## Source extract:

>>

Eventually apple varieties derived from the spring apple became known, at least by the 15th century in France, as the Paradise apple ( Tukey, 1964), and it is likely that it was from these that some of the early dwarfing rootstock selections were made. Most of these variants would have been selected by observant plantsmen, from seedlings, and easily vegetatively propagated from cuttings or layering. Numerous selections were made of the Paradise apple, and since no systematic naming conventions were in effect, a great deal of confusion arose. It is not entirely clear when the transition was made from Paradise apples grown on their own roots to the use of Paradise as a dwarfing rootstock for other apples. The famous gardens at Versailles in France, during the reign of Louis XIV (1643-1715) included both apple and pear trees worked onto the dwarfing Paradise rootstocks. In 1879, in France, a seedling was selected for its dwarfing effect on fruit varieties grafted onto it, and given the name Jaune de Metz (Metz's Yellow), and clonally propagated. Over a century later, this clone and many other pre-existing European genotypes served as the starting point for modern apple rootstock selection and breeding.
(2). Doucin apple
A second group of dwarf apple rootstocks that became common in Europe is the Doucin apple, first mentioned in the European literature during the early 16th century. Doucin apple differs from Paradise in two important ways. First, although somewhat dwarf, it was significantly more vigorous than Paradise, and second, it was not so easily clonally propagated as Paradise.
2. Modern Era of Apple Rootstock Improvement
The modern era of apple production may be said to have begun in England around the turn of the century. The impetus was a need to bring order to the confusing state of affairs with respect to the many rootstock clones descended from the original Paradise and Doucin apples. With the name Paradise, for example, being applied by nurserymen to what were obviously more than one clonal rootstock genotype, consumers simply could not know what they were getting when they purchased "Paradise". Early 20th century clonal rootstock selection and breeding is described below in the sections on the East Malling and the Malling Merton rootstock improvement programs.
a. Selection criteria for clonal apple rootstocks (see NC-140 Web site for a tabular comparison of these characteristics among the currently most common clonal apple rootstocks)
(1). Size Control
Clonal apple rootstock selection has been directed at and is perhaps best known (but not limited to) size control, i.e. the ability of a rootstock genotype to reduce vegetative growth and hence tree size of the scion (fruiting) variety. Indeed, more or less "dwarf" apple trees are a prominent feature of modern apple production. The earliest modern systematic attempt to categorize apple rootstocks with respect to their effect on the vigor and overall size of fruiting varieties grafted onto them was the East Malling program described below.
- Size control is relative, not absolute
- The relative effects of several commonly used apple rootstocks are shown graphically in the associated figure, and numerically, along with other characteristics in the Apple Rootstock Table
- It is important to note that the actual size of any given apple tree depends not only on the rootstock genotype but also on the genotype of the scion variety, and also on soils and other environmental characteristics. In fact even the relative sizes shown in the figure and table are not inviolate: in some cases even the relative size may depend on environmental conditions. Hence the size classes shown in the figure and table should be used only as a guide not a blueprint.

<<

## Set of tasks:
A. Set down the apple rootstock passage word for word, everything from "(1). Size Control" down to "program described below.".
B. According to the apple rootstock passage, in what year was the Jaune de Metz seedling selected in France?
C. List every factor that the apple rootstock passage says the actual size of any given apple tree depends on.

(Point localization data)
>>

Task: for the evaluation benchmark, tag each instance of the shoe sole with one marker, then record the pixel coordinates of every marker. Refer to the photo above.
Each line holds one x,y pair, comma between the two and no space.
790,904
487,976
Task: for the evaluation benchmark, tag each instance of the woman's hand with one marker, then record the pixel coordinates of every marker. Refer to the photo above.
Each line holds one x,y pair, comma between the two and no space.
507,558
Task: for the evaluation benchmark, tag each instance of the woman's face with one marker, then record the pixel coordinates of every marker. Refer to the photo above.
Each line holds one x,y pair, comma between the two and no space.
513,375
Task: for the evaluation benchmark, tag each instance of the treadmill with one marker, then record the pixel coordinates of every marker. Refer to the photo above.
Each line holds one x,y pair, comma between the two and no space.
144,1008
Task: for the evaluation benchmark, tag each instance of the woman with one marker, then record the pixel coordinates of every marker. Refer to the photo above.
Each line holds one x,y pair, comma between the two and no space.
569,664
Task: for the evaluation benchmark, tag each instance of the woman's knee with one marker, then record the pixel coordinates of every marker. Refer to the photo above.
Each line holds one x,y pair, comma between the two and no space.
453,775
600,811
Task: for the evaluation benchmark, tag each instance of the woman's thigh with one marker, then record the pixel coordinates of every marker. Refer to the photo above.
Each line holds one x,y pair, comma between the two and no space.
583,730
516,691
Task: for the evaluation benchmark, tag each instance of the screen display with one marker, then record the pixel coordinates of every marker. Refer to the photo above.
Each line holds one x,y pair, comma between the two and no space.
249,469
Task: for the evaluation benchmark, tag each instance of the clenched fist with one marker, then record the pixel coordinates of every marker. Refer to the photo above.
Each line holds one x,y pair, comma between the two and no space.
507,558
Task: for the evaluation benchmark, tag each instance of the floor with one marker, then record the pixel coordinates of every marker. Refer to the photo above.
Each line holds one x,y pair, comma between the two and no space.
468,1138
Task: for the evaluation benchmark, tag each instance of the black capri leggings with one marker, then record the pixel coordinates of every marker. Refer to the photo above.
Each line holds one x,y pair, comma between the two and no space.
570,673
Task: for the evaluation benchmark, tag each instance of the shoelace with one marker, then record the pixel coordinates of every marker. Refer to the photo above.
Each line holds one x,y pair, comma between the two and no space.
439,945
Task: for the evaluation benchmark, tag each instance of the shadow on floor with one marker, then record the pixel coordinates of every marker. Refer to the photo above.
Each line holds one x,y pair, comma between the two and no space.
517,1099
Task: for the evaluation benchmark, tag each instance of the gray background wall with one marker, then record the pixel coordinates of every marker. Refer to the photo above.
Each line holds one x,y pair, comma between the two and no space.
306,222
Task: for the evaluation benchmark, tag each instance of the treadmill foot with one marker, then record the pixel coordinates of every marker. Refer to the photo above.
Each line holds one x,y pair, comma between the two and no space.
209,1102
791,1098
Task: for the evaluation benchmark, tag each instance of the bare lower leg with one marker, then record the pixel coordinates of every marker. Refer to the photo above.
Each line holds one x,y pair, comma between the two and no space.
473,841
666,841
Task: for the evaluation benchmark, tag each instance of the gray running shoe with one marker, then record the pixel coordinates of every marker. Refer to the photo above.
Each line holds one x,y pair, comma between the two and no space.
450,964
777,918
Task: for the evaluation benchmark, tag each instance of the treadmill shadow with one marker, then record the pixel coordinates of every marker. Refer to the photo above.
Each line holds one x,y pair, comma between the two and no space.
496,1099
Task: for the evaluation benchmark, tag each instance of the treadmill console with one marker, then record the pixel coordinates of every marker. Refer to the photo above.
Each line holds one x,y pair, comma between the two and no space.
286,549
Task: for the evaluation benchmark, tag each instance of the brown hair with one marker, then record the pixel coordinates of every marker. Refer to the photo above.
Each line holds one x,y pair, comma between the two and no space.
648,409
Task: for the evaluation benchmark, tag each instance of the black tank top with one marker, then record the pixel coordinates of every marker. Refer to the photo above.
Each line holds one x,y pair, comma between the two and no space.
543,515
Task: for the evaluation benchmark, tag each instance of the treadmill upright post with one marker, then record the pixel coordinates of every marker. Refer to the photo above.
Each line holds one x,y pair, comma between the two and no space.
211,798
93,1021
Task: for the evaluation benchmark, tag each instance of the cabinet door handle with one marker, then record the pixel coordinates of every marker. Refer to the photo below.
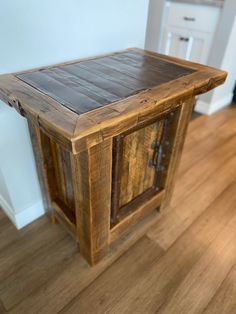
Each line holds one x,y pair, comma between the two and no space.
189,19
184,39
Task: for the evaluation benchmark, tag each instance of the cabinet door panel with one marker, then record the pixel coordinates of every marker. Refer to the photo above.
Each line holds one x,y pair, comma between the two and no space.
137,175
140,162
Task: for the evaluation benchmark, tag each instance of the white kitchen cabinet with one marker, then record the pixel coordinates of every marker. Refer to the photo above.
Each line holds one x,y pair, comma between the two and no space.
194,46
188,30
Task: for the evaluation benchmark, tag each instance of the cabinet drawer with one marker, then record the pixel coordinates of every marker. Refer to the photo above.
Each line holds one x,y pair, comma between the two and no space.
191,16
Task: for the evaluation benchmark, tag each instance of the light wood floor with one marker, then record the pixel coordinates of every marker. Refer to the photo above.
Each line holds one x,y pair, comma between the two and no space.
186,263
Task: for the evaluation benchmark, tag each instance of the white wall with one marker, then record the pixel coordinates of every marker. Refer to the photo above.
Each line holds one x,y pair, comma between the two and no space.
41,32
222,56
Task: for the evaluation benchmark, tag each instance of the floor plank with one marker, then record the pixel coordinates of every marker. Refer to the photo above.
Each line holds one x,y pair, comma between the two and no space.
162,278
224,300
186,263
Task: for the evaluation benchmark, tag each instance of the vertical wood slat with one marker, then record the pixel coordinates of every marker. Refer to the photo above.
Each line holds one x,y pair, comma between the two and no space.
36,140
178,144
92,170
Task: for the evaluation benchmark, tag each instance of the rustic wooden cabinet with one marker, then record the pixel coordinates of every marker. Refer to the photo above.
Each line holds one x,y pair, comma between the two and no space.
107,135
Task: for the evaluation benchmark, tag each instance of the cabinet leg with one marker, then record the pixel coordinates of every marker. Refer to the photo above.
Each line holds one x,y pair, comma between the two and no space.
180,135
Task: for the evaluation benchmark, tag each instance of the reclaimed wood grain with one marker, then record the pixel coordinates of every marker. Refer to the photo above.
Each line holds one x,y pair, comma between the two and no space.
78,111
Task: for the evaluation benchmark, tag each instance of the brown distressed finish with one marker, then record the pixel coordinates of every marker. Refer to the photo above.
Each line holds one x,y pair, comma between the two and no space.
92,182
107,135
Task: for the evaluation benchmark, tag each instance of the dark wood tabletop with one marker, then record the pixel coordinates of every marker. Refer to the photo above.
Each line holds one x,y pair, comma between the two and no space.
80,103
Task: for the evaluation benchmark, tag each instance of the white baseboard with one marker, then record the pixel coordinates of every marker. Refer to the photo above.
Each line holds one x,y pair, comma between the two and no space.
206,108
25,217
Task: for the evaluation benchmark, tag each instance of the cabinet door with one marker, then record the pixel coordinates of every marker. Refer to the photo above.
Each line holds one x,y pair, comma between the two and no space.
177,43
140,161
193,46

<<

## Responses in order:
A.
(1). Size Control
Clonal apple rootstock selection has been directed at and is perhaps best known (but not limited to) size control, i.e. the ability of a rootstock genotype to reduce vegetative growth and hence tree size of the scion (fruiting) variety. Indeed, more or less "dwarf" apple trees are a prominent feature of modern apple production. The earliest modern systematic attempt to categorize apple rootstocks with respect to their effect on the vigor and overall size of fruiting varieties grafted onto them was the East Malling program described below.

B. 1879

C.
- The rootstock genotype
- The genotype of the scion variety
- Soils
- Other environmental characteristics